– Сразу вопрос. А для чего операция? Чтобы что? Какова цель? Телеология в чем? Мы вообще – позитивисты, прогрессисты, и думаем, что впереди светлое будущее всего человечества? Так нет же.
– Наверное, нет. Но при этом, когда вы в западную сушь приезжаете, вы испытываете…
– Облегчение временное? Да, конечно.
И. Д. И может быть, тут скрыт ответ на вопрос, почему у нас не получаются эти в общем-то простые вещи типа соблюдения прав человека.
– Безусловно.
– Ведь понятно, как это устроено, и вроде бы и делаем мы то же самое, а… Все-таки принято считать, что – и Владимир Владимирович Путин тому же нас учит, – что люди должны жить комфортно и к этому стремиться.
Т. Т.: Он уже добежал.
– Ну, он за нас переживает. Благосостояние граждан должно расти. И вот мы все время как-то хотим попасть в Европу. Видимо, и наши взаимоотношения с нашим языком мешают нам туда попасть. Сейчас, слушая вас, я подумал: ну, может, и нормально, может, нам не надо в Европу, может, в этом приятном нам кошмаре нам и надо находиться.
– Ну, у меня на это такой не ответ, а соображение. Я об этом тысячу раз думала, конечно же. Когда нам открылась Европа, с 88–89 годов, то мы побежали в нее, уверенные, что она нас вот так с 1914 года и ждет. С выстрела Гаврилы Принципа. И что все так осталось чудесно, как тогда было. Курорты, университеты, дамы в белых кружевных шляпах. Маленькие мощеные площади, ратуша с золотыми часами с боем, господа с моноклем и с самоуважением. Да боже мой, да конный трамвай. Венские булочки, кофе честный, не паленый. Из китайских товаров – разве что какие-нибудь курьезы, шары бильбоке, резные вазочки из яшмы. А там все давно уже не так, и еще раз не так, и еще раз не так. И ничего так не будет – машина времени уехала вперед. И более того, там совершенно возмутительные происходят вещи: всяких там исламцев допустили, слова не скажи про противных нам, всем всё можно, феминизм и трансвеститы. В общем, все те ужасы, которых русский народ спокойно перенести не может. «Сделайте все, как было раньше», – думает русский народ. Чтоб все было, как было раньше. А они даже не понимают, про что речь. Более того: они нас сначала любили и целовали, но уже десять лет, как, узнав, что тут русские, они быстро-быстро доедают и уходят. Особенно в Европе. А араб – он им дорог. А нам ревниво. Мы ж тоже такие же ужасные, как арабы, правда, почему ж не мы? Что такого есть у араба, чего у нас нет?
· · · ·
▶ Что нужно сделать
a - Выведите из беседы о России и Европе без изменений весь отрывок от слов «И. Д. И может» и до слов «Он уже добежал.» включительно.
b - Продолжите беседу о России и Европе, начав сразу после последней приведённой фразы.
· · · ·
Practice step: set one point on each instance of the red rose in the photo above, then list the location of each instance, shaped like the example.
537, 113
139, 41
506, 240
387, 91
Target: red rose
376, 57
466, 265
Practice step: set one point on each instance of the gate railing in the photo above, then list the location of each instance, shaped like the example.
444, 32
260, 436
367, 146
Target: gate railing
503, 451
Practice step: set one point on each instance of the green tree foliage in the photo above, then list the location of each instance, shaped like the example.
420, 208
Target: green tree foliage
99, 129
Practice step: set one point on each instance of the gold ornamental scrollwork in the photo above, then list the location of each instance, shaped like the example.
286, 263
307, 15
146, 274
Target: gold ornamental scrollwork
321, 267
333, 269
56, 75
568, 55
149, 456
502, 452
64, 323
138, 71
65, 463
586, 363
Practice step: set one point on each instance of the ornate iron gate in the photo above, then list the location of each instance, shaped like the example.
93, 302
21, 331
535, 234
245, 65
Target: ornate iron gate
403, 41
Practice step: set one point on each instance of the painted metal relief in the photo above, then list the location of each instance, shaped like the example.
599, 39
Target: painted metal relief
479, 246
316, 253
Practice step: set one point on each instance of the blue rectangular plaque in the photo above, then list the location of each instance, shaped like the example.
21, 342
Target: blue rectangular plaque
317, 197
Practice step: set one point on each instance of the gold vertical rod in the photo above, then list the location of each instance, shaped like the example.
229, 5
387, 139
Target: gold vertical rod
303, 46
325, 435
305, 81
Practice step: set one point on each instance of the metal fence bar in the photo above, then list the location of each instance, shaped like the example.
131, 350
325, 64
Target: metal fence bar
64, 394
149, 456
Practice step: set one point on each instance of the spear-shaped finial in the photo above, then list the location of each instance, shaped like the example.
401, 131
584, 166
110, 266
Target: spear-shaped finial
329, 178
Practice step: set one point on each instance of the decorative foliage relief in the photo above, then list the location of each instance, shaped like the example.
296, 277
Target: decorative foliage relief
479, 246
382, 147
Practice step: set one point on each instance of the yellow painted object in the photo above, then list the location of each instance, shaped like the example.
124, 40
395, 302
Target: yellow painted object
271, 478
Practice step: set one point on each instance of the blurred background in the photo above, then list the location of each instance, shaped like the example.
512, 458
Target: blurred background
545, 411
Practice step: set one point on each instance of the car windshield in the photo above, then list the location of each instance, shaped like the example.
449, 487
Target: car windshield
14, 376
· · · ·
▶ Ожидаемые результаты
a -
И. Д. И может быть, тут скрыт ответ на вопрос, почему у нас не получаются эти в общем-то простые вещи типа соблюдения прав человека.
– Безусловно.
– Ведь понятно, как это устроено, и вроде бы и делаем мы то же самое, а… Все-таки принято считать, что – и Владимир Владимирович Путин тому же нас учит, – что люди должны жить комфортно и к этому стремиться.
Т. Т.: Он уже добежал.

b -
– «Сделайте все, как было раньше» – это ведь тоже мантра?
– Да, конечно. Но такая высохшая, она уже ничего не может.
Мы ползли к Европе, и даже отдельными людьми, институциями доползли до Европы, но не до той, которая сейчас на самом деле. У нас совершенно другая Европа. Если быстро вытащить карты и сличить – это совершенно другая страна. Поэтому мы, безусловно, во многом европейцы, и все мои друзья – по большей части европейцы. Немножечко варвары, но в основном европейцы. Но не те. «Но не тем холодным сном могилы». У нас еще вдобавок ко всему – мало того, что у нас огромное пространство, можно двигаться, но нельзя понять, куда, – у нас еще и со временем что-то случилось.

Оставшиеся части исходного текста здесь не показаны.